• [Work order] Where does the word "road" occur in the material? Copy each line that has it.
┄┄┄┄┄┄┄┄┄┄┄┄┄┄┄┄┄┄┄┄
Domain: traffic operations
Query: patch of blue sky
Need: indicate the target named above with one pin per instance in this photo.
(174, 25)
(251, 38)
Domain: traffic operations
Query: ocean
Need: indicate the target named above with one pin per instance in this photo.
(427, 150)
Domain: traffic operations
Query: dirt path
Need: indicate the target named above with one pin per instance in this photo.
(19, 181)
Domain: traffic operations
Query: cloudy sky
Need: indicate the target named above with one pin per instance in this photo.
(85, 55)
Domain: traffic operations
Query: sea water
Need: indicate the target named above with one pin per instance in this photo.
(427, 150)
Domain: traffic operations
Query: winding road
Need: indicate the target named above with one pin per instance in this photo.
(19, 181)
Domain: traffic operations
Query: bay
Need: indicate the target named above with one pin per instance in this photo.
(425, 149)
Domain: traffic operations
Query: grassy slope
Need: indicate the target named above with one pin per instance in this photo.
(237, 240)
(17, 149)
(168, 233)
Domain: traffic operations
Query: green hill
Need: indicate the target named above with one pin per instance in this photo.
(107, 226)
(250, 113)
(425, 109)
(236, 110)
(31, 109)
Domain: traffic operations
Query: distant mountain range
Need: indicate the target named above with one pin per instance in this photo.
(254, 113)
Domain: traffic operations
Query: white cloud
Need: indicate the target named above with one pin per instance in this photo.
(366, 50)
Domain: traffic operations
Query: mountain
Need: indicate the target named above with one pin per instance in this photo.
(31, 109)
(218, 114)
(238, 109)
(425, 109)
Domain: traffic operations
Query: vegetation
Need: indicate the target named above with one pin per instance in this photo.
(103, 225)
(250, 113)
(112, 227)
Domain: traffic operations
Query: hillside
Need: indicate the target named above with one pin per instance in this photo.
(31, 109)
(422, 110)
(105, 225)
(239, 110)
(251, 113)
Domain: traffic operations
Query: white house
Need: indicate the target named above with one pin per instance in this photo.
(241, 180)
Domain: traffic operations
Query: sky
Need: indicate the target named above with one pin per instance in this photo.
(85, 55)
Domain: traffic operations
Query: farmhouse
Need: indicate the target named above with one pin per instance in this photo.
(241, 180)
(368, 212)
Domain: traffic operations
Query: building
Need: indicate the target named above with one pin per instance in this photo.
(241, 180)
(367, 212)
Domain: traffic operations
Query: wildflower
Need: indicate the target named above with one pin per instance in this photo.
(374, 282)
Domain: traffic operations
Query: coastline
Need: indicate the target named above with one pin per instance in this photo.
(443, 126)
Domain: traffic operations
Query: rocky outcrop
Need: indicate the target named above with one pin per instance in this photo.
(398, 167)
┄┄┄┄┄┄┄┄┄┄┄┄┄┄┄┄┄┄┄┄
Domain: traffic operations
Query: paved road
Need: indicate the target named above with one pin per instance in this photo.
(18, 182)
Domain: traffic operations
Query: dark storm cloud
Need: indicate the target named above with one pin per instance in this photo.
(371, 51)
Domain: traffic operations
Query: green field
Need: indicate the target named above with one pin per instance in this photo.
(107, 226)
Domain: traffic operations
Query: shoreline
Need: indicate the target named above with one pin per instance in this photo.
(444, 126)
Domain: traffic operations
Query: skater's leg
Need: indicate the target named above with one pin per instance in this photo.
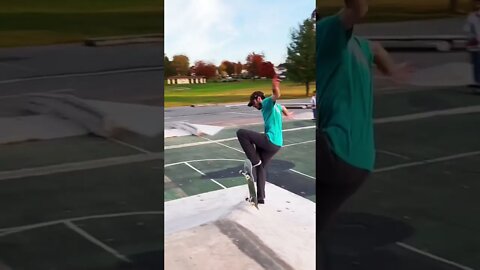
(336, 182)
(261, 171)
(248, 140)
┄┄┄┄┄┄┄┄┄┄┄┄┄┄┄┄┄┄┄┄
• [Problem solution]
Query: winding road
Query: paved road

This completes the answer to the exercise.